__What to produce__: In the text on tuberculosis in Zimbabwe, what share of the TB cases diagnosed from 1995 to 2009 were coinfected with HIV?

__Exercise text__:
#####
The economic crisis since 2000 in Zimbabwe has led to a rapid rise in TB cases and rising rates of malnutrition. However, it appears that HIV prevalence in pregnant women is decreasing, Dr M Silverman reported to the Fifth International AIDS Society Conference in Cape Town.
This study is the first to demonstrate an association between rising TB incidence and national economic decline in the absence of armed conflict.
Zimbabwe has undergone an economic collapse since 2000 characterised by political crisis, hyperinflation and a real GDP reduction of 40% between 2000 and 2007 and a further 14% decrease in 2008.
Since 1995 to 31 March 2009 information has been prospectively collected on diagnoses made at a rural mission hospital, Howard Hospital, in Zimbabwe. National surveillance data showing a decline in TB incidence since2004 is likely to be skewed, given that most health care facilities shut down during the peak of the economic crisis.
Howard Hospital is one of the few mission hospitals that remained functioning and hence its data are likely to be more reliable for determining burden of disease.
During the period of the study from 1995 to 2009, 8,770 cases of tuberculosis (TB), 6, 695 cases of nutritional diseases and 27 399 cases of diarrhoea were diagnosed. 81.8% of the TB cases were coinfected with HIV.
#####
[Entries drawn from a collection]

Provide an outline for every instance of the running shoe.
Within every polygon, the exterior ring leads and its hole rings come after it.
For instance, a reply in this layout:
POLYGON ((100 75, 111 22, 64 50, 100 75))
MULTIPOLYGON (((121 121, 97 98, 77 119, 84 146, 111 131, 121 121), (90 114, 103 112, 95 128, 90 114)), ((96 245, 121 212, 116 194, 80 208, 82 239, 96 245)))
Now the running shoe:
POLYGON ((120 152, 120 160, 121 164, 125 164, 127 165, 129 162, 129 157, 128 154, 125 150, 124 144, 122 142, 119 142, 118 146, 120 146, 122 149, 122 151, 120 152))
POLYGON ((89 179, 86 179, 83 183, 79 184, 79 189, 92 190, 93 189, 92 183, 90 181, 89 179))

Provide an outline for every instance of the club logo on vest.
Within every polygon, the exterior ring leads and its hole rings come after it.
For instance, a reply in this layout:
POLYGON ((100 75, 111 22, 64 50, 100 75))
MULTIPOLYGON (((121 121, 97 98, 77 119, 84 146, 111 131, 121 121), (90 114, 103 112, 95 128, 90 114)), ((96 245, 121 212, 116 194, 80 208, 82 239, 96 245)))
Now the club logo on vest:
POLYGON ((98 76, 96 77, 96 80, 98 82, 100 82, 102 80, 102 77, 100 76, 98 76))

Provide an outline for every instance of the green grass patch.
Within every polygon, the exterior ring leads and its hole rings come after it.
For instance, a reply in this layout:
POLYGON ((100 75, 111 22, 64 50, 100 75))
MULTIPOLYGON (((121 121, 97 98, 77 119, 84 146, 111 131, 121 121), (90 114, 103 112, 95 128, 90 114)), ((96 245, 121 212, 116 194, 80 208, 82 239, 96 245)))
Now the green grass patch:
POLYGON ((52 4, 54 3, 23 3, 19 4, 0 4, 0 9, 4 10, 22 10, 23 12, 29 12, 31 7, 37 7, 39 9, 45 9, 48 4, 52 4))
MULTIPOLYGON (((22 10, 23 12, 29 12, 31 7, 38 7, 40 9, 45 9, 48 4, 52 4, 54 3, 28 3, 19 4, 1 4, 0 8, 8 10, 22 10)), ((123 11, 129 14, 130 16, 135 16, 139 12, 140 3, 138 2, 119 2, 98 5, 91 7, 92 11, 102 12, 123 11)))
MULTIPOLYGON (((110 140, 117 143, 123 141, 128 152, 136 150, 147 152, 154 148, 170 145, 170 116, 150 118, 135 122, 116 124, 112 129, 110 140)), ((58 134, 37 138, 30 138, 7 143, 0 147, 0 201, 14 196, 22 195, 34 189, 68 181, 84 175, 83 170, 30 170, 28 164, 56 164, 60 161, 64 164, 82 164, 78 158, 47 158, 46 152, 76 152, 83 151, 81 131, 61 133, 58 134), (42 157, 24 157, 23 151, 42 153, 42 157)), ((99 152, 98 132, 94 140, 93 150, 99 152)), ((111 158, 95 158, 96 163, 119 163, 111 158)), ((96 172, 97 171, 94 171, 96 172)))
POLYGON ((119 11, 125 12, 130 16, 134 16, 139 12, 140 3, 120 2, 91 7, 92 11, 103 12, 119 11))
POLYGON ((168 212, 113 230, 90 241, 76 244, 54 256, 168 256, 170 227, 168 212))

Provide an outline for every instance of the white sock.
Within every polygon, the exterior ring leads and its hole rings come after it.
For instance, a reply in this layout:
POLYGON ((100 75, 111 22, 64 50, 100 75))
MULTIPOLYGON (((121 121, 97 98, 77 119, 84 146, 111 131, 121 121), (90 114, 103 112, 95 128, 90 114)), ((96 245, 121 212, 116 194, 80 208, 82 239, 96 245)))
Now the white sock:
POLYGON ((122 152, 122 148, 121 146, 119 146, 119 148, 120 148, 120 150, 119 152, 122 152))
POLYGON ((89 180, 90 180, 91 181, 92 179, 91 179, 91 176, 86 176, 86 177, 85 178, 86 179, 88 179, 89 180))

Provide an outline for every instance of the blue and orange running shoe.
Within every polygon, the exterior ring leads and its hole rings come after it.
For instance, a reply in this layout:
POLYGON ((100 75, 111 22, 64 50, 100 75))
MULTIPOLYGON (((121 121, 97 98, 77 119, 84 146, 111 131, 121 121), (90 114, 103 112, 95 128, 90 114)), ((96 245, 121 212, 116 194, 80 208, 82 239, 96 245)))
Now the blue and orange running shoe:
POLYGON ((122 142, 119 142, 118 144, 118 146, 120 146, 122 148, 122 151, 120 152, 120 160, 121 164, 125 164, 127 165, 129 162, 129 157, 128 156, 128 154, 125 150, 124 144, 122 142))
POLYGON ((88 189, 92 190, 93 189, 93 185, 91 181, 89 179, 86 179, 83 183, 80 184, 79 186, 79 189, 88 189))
#####
__Output below__: 81.8% of the TB cases were coinfected with HIV.